■ Aufgabe A
Kopiere aus dem Text über Zuzanna wortgetreu den Abschnitt zwischen „Das Haus von“ und „gut, sagt Zuzanna.“, beide Stellen eingeschlossen.
■ Aufgabe B
Führe den Text über Zuzanna bitte im Anschluss an seinen letzten Satz fort.

Zuzanna ist Mitte 60, seit über zehn Jahren arbeitet sie in Deutschland als sogenannte 24-Stunden-Betreuerin für alte und kranke Menschen. Das bedeutet: Arbeit rund um die Uhr. Für zwei bis vier Monate zieht sie bei pflegebedürftigen Menschen zu Hause ein und ist ihre helfende Hand bei allem, was anfällt.

Wo Pflegerin und zu Pflegender zusammenleben

So auch bei Walther. Sie hat den Plan, wenn der 92-jährige Demenz-Patient vergisst, was gerade ansteht. Sie muss ihn morgens wecken, duschen und anziehen. Mit Walther frühstücken, spazieren gehen und für ihn Essen kochen. „Ich schwitze“, sagt Zuzanna, während sie den Müll leert. Immer wieder schaut sie auf die Uhr und hakt die Programmpunkte des Tages im Kopf ab. Essenszeiten und Arzttermine geben die grobe Struktur vor. Zwischendurch erledigt Zuzanna Aufgaben im Haushalt und bereitet die Mahlzeiten vor. Wenn es nicht Pudding oder Pommes gibt, stochert Walther mit der Gabel in seinem Essen he­rum. Im Alter ist er mäkelig geworden, Bissen für Bissen muss Zuzanna ihn zum Essen ermuntern. Die meiste Zeit sitzen sie sich am Tisch gegenüber und schweigen.

500.000

Geschätzt rund eine halbe Million ausländische Betreuungskräfte arbeiten in deutschen Haushalten (Studie von 2019). 2009 beliefen sich die Schätzungen noch auf rund 200 000

Das Haus von Walther steht in einer kleinen Gemeinde im Kreis Nordfriesland in Schleswig-Holstein. Bis vor Kurzem hat er hier noch gemeinsam mit seiner Frau Marita* gelebt. Auch sie wurde von Zuzanna gepflegt. Im Erdgeschoss wohnt und schläft Walther, im ersten Stock hat Zuzanna ihr Zimmer. Bad und Toilette teilen sie sich. Auf die Frage, ob ihr das unangenehm ist, verzieht Zuzanna das Gesicht. Ein eigenes Bad wäre ihr schon lieber. Die Einrichtung in ihrem Zimmer hat sie nicht verändert. Persönliches von ihr gibt es wenig. Fotos von ihrer Familie hat sie nur auf dem Handy. Eine Schale Quitten steht auf dem Schrank. Die riechen so gut, sagt Zuzanna.

Ganz anders sieht es in ihrem Zuhause in den polnischen Masuren aus: Eine große Hängepflanze schmückt die Küchendecke, der Geruch von Duftkerzen vermischt sich mit dem Zigarettenrauch in der Luft. Gesellschaft hat sie ständig, vor allem ihre Kinder, zehn sind es insgesamt, alle selbst schon erwachsen, besuchen sie regelmäßig.

■ Auszüge aus Datensätzen

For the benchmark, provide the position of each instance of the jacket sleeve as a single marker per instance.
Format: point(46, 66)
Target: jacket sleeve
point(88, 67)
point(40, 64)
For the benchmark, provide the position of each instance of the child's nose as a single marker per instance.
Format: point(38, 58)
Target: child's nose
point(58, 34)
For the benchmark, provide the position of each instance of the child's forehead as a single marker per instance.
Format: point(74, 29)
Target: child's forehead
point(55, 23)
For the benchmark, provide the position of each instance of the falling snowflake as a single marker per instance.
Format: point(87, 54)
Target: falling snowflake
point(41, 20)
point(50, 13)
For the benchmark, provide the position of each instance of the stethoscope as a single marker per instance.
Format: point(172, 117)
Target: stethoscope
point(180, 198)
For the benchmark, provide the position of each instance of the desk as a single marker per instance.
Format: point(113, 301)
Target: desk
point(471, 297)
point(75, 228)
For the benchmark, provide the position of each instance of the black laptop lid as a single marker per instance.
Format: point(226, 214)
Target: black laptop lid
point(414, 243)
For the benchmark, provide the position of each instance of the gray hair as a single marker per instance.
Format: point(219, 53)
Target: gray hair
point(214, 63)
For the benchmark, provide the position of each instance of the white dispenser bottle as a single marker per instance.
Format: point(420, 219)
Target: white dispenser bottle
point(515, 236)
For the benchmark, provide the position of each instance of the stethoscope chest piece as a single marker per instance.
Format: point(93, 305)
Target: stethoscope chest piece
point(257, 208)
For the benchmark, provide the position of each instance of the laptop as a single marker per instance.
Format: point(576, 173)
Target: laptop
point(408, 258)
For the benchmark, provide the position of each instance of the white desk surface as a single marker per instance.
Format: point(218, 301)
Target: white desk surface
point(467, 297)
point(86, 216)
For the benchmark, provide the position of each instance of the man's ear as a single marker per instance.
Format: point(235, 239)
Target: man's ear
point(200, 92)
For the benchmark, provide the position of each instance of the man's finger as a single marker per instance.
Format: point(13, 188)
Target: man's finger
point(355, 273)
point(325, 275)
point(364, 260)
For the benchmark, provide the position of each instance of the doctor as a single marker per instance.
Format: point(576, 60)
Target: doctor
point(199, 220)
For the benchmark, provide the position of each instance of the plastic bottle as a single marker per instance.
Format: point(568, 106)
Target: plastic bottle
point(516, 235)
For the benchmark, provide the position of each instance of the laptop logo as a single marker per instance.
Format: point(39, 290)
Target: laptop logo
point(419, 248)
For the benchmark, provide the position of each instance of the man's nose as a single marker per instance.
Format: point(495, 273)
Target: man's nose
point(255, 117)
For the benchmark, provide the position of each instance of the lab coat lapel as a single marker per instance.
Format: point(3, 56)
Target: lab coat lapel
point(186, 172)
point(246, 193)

==

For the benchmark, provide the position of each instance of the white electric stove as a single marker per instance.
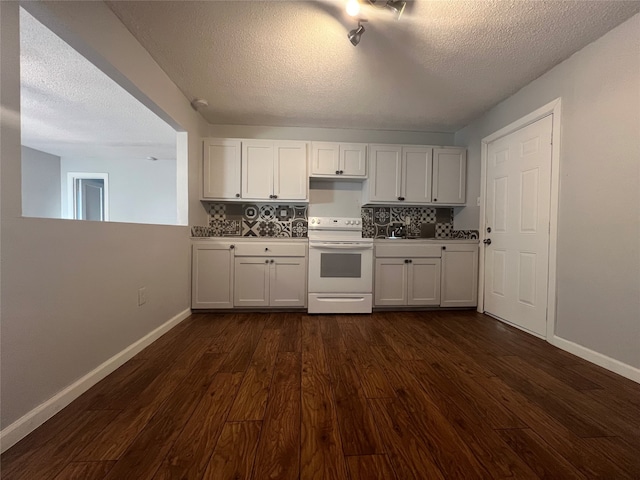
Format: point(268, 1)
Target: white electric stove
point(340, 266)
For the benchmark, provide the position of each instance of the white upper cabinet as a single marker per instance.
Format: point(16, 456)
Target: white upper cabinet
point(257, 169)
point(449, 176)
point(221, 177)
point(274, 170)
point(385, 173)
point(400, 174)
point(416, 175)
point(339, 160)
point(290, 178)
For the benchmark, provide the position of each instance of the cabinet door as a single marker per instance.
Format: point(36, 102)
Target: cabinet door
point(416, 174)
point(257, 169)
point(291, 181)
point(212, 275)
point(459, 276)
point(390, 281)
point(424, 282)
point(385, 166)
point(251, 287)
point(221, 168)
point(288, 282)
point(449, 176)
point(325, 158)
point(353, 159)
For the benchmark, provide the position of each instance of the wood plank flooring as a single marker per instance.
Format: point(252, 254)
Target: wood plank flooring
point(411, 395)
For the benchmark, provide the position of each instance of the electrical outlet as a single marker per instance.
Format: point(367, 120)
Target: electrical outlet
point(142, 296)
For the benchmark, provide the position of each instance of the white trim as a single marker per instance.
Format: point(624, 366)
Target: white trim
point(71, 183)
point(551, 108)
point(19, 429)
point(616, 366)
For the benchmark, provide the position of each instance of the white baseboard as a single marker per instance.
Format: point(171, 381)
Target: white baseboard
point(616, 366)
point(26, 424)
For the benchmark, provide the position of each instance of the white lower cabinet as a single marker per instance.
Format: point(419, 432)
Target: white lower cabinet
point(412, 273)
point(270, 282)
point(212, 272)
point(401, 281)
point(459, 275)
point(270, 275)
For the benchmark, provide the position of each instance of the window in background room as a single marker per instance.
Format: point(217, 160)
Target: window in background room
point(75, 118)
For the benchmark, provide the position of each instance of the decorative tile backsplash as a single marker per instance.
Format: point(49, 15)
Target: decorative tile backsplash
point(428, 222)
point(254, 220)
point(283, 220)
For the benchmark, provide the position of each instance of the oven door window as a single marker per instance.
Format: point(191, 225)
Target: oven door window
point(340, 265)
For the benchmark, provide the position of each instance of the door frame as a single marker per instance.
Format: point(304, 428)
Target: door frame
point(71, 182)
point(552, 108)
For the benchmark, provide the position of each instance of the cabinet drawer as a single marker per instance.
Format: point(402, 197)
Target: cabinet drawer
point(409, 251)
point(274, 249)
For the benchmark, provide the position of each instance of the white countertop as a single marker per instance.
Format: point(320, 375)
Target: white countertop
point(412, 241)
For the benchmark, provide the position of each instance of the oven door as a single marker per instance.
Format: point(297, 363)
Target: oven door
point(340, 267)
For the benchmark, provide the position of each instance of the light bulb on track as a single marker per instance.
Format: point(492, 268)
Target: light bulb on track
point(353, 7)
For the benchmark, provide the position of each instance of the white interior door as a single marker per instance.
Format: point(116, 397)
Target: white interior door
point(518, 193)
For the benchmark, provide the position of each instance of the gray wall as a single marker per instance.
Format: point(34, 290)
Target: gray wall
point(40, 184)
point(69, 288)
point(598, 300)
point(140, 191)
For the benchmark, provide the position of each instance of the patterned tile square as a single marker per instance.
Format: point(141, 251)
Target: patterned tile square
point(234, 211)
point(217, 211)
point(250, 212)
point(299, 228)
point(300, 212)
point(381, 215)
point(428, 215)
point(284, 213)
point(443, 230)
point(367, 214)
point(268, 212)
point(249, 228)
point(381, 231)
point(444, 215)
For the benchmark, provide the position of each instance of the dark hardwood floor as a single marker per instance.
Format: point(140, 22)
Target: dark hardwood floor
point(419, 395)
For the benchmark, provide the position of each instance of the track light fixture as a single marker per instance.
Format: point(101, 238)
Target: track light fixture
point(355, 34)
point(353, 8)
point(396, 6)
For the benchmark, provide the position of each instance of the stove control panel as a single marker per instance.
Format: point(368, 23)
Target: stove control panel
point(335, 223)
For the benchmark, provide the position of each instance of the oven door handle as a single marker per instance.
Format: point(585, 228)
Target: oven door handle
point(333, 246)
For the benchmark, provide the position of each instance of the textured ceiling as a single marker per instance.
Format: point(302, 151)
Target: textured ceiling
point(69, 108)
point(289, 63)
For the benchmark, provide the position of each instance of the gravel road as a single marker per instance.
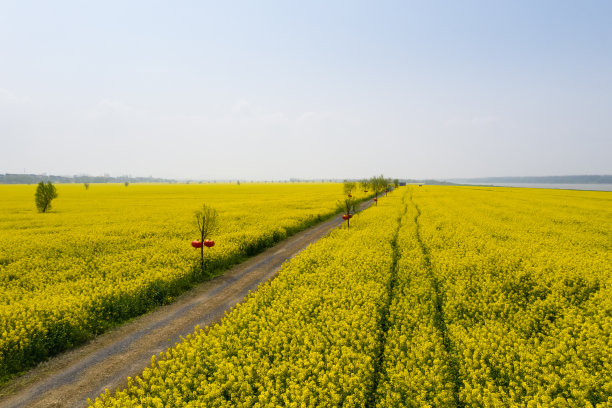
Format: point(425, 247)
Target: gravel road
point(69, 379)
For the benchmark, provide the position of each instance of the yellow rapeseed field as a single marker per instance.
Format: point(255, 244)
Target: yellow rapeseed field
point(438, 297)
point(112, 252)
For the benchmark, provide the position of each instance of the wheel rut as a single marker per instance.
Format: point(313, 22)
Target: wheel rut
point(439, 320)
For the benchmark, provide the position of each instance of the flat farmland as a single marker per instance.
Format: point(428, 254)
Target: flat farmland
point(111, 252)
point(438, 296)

---

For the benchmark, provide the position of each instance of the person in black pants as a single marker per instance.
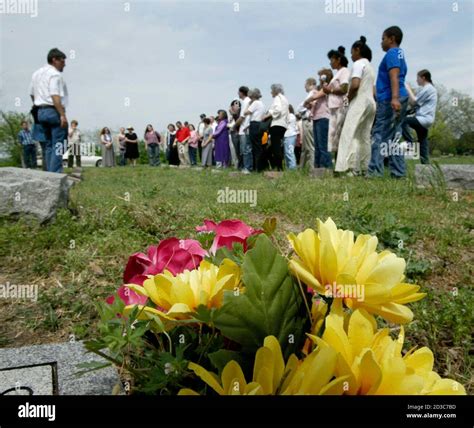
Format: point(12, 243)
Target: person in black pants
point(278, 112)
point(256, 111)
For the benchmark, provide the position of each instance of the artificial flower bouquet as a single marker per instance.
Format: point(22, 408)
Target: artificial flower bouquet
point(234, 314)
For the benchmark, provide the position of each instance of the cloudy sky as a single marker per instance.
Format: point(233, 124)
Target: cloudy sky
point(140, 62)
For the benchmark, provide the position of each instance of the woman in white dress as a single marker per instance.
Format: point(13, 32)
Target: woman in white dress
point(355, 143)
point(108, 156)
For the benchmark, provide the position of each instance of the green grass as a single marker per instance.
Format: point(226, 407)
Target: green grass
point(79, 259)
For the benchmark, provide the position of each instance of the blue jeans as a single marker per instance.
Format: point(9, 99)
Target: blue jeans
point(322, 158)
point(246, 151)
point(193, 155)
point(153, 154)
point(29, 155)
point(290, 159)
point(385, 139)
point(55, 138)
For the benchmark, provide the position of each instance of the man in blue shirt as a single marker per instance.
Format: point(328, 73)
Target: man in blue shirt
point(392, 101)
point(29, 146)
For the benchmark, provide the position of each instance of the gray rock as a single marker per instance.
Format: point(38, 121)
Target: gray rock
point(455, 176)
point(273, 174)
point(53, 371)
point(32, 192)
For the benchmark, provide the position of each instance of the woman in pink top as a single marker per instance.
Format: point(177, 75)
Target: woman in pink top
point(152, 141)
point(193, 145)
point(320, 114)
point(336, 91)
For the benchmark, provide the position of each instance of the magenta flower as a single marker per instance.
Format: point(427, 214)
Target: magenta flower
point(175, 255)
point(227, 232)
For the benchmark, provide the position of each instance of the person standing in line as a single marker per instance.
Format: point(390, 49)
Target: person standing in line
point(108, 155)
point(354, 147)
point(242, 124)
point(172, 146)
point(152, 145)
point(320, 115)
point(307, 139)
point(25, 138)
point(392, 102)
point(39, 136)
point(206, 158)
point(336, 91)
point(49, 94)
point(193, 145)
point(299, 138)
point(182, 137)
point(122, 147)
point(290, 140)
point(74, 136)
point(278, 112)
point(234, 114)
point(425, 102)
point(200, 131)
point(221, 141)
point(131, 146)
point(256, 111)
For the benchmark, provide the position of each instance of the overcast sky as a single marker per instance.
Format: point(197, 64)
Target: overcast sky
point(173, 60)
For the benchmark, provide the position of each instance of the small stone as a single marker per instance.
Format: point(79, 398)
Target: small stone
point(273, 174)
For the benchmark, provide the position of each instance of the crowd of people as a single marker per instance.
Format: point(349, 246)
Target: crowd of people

■ Ausgabe A
Das Haus von Walther steht in einer kleinen Gemeinde im Kreis Nordfriesland in Schleswig-Holstein. Bis vor Kurzem hat er hier noch gemeinsam mit seiner Frau Marita* gelebt. Auch sie wurde von Zuzanna gepflegt. Im Erdgeschoss wohnt und schläft Walther, im ersten Stock hat Zuzanna ihr Zimmer. Bad und Toilette teilen sie sich. Auf die Frage, ob ihr das unangenehm ist, verzieht Zuzanna das Gesicht. Ein eigenes Bad wäre ihr schon lieber. Die Einrichtung in ihrem Zimmer hat sie nicht verändert. Persönliches von ihr gibt es wenig. Fotos von ihrer Familie hat sie nur auf dem Handy. Eine Schale Quitten steht auf dem Schrank. Die riechen so gut, sagt Zuzanna.

■ Ausgabe B
24-Stunden-Pflegekräfte: Systematischer Gesetzesbruch

So auch an diesem Abend im vergangenen Dezember. Zuzanna ist vor wenigen Tagen erst aus Norddeutschland zurückgekehrt. Zusammen sitzen sie am Wohnzimmertisch und unterhalten sich. Sie möchte sich neu einrichten, die Möbel sind ihr zu alt, ihre Kinder beraten sie. Mittendrin verlässt Zuzanna das Zimmer und holt noch ein paar Bier aus dem Getränkeladen direkt unter ihrer Wohnung. Bis spät sitzen sie so zusammen.

In der kleinen Gemeinde in Norddeutschland hingegen kennt Zuzanna kaum jemanden. Wenn sie und Walther ihren täglichen Spaziergang machen, nickt man ihr zu, sagt „Hallo“. Doch Besuch bekommt nur Walther. Dann kümmert sich Zuzanna um Kaffee und Kuchen.

94 Prozent

der häuslichen Betreuungskräfte, die in Deutschland arbeiten, stammen aus Polen.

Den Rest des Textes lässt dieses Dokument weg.